--- begin Input for this task ---
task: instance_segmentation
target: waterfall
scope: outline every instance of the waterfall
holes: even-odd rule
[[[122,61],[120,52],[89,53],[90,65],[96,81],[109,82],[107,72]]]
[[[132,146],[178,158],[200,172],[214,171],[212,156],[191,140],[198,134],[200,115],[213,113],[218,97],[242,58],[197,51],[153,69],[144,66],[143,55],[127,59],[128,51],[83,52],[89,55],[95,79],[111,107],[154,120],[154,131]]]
--- end Input for this task ---
--- begin Input for this task ---
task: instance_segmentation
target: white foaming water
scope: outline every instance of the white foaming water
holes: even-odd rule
--- end Input for this task ---
--- begin Input for this task ---
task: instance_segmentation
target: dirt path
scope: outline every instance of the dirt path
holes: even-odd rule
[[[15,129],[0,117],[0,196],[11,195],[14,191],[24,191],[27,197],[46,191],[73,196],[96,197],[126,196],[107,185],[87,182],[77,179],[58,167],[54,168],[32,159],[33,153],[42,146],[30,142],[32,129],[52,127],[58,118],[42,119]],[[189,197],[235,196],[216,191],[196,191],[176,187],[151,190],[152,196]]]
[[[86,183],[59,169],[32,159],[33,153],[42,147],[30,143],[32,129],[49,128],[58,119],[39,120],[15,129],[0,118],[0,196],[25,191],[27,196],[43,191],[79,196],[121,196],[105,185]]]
--- end Input for this task ---
- **To be done**
Collect every line of the data above that contains the word "target".

- **Response**
target: waterfall
target: white foaming water
target: dirt path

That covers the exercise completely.